* **Text to read**
************

In [1]:
import math
from collections import Counter
import numpy as np

In [2]:
# --- 1. Data Preprocessing ---
class Corpus:
    def __init__(self, train_path, val_path, unk_threshold=1):
        self.train_path = train_path
        self.val_path = val_path
        self.unk_threshold = unk_threshold
        
        self.vocab = set()
        self.train_corpus_unk = []
        self.val_corpus_unk = []

    def load_and_prepare_data(self):
        print("Loading and preparing data...")
        # 1. Load and tokenize sentences from the file
        raw_train_corpus = self._preprocess_file(self.train_path)
        raw_val_corpus = self._preprocess_file(self.val_path)

        # 2. Create vocabulary from training data and handle <UNK> tokens
        self.vocab, self.train_corpus_unk = self._handle_unknowns(raw_train_corpus)

        # 3. Replace words in validation data with <UNK> based on the created vocabulary
        self.val_corpus_unk = self._replace_oov(raw_val_corpus, self.vocab)
        print("Data preparation complete.")

    def _preprocess_file(self, file_path):
        processed_sentences = []
        with open(file_path, 'r', encoding='utf-8') as f:
            for line in f:
                tokens = line.lower().strip().split()
                if tokens:
                    processed_sentences.append(['<s>'] + tokens + ['</s>'])
        return processed_sentences

    def _handle_unknowns(self, corpus):
        # Counts word frequencies and replaces words below a threshold with <UNK>.
        # Count the frequency of all words
        word_counts = Counter(word for sentence in corpus for word in sentence)

        # Add only words with a frequency greater than the threshold to the vocabulary dictionary.
        vocab = {word for word, count in word_counts.items() if count > self.unk_threshold}
        vocab.update(['<s>', '</s>', '<UNK>'])
        
        processed_corpus = [[word if word in vocab else '<UNK>' for word in sentence] for sentence in corpus]
        return vocab, processed_corpus
    
    def _replace_oov(self, corpus, vocab):
        # Replaces words not in the vocabulary with <UNK>.
        return [[word if word in vocab else '<UNK>' for word in sentence] for sentence in corpus]

In [3]:
# --- 2. N-gram Language Model Class (based on your provided logic) ---

class NgramLanguageModel:
    def __init__(self, n=1, k=0):
        self.n = n
        self.k = k
        self.unigram_counts = Counter()
        self.bigram_counts = Counter()
        self.total_tokens = 0
        self.vocab_size = 0

    def train(self, corpus):
        """Trains the language model on the given corpus."""
        # print("Training model...")
        for sentence in corpus:
            self.total_tokens += len(sentence)
            # --- Unigram Counts ---
            for word in sentence:
                self.unigram_counts[word] += 1

            # --- Bigram Counts ---
            if self.n >= 2:
                for i in range(len(sentence) - 1):
                    bigram = (sentence[i], sentence[i+1])

************

[Records from a data collection]
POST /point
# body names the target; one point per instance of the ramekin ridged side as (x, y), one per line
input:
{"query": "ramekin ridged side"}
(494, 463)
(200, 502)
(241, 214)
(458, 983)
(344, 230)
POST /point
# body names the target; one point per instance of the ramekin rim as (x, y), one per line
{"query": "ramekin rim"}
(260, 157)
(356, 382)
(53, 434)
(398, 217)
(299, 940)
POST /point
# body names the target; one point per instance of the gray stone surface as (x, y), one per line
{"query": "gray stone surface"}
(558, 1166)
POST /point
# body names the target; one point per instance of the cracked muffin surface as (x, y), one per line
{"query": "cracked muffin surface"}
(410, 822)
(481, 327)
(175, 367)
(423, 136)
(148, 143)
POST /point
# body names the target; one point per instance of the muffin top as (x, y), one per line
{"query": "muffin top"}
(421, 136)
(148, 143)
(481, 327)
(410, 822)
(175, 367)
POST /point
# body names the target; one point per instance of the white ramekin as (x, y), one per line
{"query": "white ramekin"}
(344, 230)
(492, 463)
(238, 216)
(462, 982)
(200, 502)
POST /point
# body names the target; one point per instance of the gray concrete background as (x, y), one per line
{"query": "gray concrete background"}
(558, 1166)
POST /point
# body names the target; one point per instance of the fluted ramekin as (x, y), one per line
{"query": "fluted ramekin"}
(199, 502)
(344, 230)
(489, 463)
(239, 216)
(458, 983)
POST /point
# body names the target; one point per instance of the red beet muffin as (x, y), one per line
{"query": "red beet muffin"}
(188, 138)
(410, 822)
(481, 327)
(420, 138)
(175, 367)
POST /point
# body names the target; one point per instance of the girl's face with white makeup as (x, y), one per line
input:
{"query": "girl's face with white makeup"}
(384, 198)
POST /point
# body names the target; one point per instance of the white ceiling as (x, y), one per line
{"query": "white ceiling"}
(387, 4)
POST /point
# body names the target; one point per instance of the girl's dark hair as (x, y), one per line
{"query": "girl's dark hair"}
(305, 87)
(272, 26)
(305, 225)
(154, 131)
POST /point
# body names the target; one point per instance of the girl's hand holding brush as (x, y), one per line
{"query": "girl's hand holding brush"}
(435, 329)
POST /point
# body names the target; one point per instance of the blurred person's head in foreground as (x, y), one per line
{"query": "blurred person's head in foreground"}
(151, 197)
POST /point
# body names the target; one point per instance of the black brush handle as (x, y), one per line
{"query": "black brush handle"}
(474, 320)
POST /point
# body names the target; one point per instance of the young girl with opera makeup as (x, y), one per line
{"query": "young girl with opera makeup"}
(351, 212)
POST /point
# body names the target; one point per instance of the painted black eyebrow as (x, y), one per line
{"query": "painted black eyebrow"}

************

* **What to do**
1. Name every method defined in the Corpus class of the n-gram language model code.
2. Write the next part of the n-gram language model code, picking up right after its final line.
These lines have nothing to do with the n-gram language model code.

* **Task-by-task answers**
1. __init__, load_and_prepare_data, _preprocess_file, _handle_unknowns, _replace_oov

2.
                    self.bigram_counts[bigram] += 1
        
        self.vocab_size = len(self.unigram_counts)
        # print(f"Training complete. Vocabulary size: {self.vocab_size}")

    def get_smoothed_unigram_prob(self, word):
        """Calculates smoothed unigram probability."""
        numerator = self.unigram_counts.get(word, 0) + self.k
        denominator = self.total_tokens + (self.k * self.vocab_size)
        return numerator / denominator

    def get_smoothed_bigram_prob(self, prev_word, word):
        """Calculates Add-k smoothed bigram probability."""
        bigram = (prev_word, word)
        numerator = self.bigram_counts.get(bigram, 0) + self.k
        denominator = self.unigram_counts.get(prev_word, 0) + (self.k * self.vocab_size)
        # Handle case where the context (prev_word) was never seen
        if denominator == 0:
            return 1 / self.vocab_size
        return numerator / denominator
    
    def calculate_perplexity(self, validation_corpus):
        """Calculates perplexity for a unigram model."""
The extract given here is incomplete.